▶ [Given task]: Copy every one of the rows below word for word, with each line in its original order.

▶ [Task data]:
_____

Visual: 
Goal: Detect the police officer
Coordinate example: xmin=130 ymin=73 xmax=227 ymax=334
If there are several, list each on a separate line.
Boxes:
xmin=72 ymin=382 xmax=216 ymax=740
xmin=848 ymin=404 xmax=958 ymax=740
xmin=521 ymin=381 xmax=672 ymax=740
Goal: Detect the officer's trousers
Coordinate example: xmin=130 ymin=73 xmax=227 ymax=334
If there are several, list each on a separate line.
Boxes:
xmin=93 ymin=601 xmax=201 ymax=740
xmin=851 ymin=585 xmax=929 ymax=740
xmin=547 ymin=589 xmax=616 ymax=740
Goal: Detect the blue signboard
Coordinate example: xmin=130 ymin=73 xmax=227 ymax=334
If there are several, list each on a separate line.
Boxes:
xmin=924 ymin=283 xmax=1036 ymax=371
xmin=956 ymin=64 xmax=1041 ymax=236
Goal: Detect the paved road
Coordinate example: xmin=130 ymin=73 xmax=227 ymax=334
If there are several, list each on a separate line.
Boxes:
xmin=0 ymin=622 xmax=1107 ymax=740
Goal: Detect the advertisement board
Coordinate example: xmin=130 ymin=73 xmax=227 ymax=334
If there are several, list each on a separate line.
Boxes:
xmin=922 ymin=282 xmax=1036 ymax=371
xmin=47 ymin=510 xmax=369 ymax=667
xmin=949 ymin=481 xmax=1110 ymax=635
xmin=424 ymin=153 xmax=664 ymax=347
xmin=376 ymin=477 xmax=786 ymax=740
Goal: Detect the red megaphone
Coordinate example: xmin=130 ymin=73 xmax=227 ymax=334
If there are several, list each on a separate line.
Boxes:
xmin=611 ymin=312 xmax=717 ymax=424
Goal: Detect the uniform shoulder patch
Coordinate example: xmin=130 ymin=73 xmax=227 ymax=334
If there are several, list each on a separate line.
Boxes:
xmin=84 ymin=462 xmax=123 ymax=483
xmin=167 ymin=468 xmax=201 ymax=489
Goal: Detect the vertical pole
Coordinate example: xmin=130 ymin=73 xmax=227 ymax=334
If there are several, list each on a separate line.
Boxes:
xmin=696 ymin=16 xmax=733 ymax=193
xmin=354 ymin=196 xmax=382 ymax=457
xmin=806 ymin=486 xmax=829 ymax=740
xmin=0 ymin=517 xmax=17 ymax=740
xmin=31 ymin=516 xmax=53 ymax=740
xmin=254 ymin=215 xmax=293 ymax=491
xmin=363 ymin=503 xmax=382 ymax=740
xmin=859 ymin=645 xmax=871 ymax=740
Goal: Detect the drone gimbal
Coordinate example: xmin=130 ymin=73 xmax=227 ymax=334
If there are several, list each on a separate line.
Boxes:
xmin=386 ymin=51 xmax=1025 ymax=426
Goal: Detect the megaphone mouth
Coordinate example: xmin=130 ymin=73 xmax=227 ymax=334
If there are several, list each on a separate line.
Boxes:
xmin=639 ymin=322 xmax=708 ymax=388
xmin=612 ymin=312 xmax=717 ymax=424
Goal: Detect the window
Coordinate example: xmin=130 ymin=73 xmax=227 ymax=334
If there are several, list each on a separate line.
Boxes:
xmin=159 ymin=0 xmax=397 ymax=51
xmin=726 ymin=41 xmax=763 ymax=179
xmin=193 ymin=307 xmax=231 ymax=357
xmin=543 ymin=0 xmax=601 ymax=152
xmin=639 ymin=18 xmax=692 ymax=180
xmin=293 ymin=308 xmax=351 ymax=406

_____

▶ [Task result]:
Visual: 
Goal: Detect the police officer
Coordinate example: xmin=130 ymin=73 xmax=227 ymax=334
If there are several, list each on a separate line.
Boxes:
xmin=72 ymin=382 xmax=216 ymax=740
xmin=848 ymin=404 xmax=958 ymax=740
xmin=521 ymin=381 xmax=672 ymax=740
Goal: Detect the officer's trousers
Coordinate example: xmin=130 ymin=73 xmax=227 ymax=334
If there are several, list each on a separate line.
Boxes:
xmin=93 ymin=601 xmax=201 ymax=740
xmin=851 ymin=585 xmax=929 ymax=740
xmin=547 ymin=589 xmax=616 ymax=740
Goal: Detect the blue signboard
Coordinate example: xmin=130 ymin=73 xmax=227 ymax=334
If there are several, list each on a separate line.
Boxes:
xmin=924 ymin=283 xmax=1036 ymax=371
xmin=956 ymin=64 xmax=1041 ymax=236
Goal: Detect the paved road
Coordinate example: xmin=130 ymin=73 xmax=227 ymax=334
If there are several, list each on a separate line.
Boxes:
xmin=0 ymin=622 xmax=1107 ymax=740
Goal: Detect the advertisement board
Coordinate example: xmin=130 ymin=73 xmax=227 ymax=334
If there are several, list each on a separate line.
Boxes:
xmin=922 ymin=282 xmax=1036 ymax=371
xmin=47 ymin=510 xmax=369 ymax=667
xmin=949 ymin=481 xmax=1110 ymax=635
xmin=424 ymin=153 xmax=664 ymax=347
xmin=376 ymin=477 xmax=786 ymax=740
Goal: Detect the red megaphone
Coordinate example: xmin=130 ymin=73 xmax=227 ymax=334
If there are several, list each on a separate line.
Boxes:
xmin=611 ymin=312 xmax=717 ymax=424
Goal: Detect the uniform shoulder patch
Coordinate example: xmin=130 ymin=73 xmax=227 ymax=334
If there are several, list each on a separate line.
Boxes:
xmin=84 ymin=462 xmax=123 ymax=483
xmin=167 ymin=468 xmax=201 ymax=489
Goal: Detect the vertical pole
Coordinate example: xmin=130 ymin=73 xmax=227 ymax=334
If there are several, list each on a separate line.
Boxes:
xmin=696 ymin=16 xmax=733 ymax=193
xmin=354 ymin=196 xmax=382 ymax=457
xmin=806 ymin=486 xmax=829 ymax=740
xmin=0 ymin=517 xmax=17 ymax=740
xmin=31 ymin=516 xmax=53 ymax=740
xmin=254 ymin=215 xmax=293 ymax=491
xmin=363 ymin=503 xmax=382 ymax=740
xmin=859 ymin=645 xmax=871 ymax=740
Goal: Detect the drone gimbal
Coordinate example: xmin=130 ymin=73 xmax=227 ymax=334
If there are several, list each on a separate line.
Boxes:
xmin=386 ymin=51 xmax=1025 ymax=426
Goal: Detect the megaphone mouth
Coordinate example: xmin=130 ymin=73 xmax=227 ymax=334
If there are several, list each on a separate line.
Boxes:
xmin=639 ymin=322 xmax=708 ymax=388
xmin=612 ymin=312 xmax=717 ymax=424
Goal: Detect the window
Coordinate example: xmin=130 ymin=73 xmax=227 ymax=334
If there are several, list each on a separate line.
Boxes:
xmin=159 ymin=0 xmax=397 ymax=51
xmin=726 ymin=41 xmax=763 ymax=179
xmin=193 ymin=307 xmax=231 ymax=357
xmin=543 ymin=0 xmax=601 ymax=152
xmin=639 ymin=18 xmax=692 ymax=180
xmin=293 ymin=308 xmax=351 ymax=406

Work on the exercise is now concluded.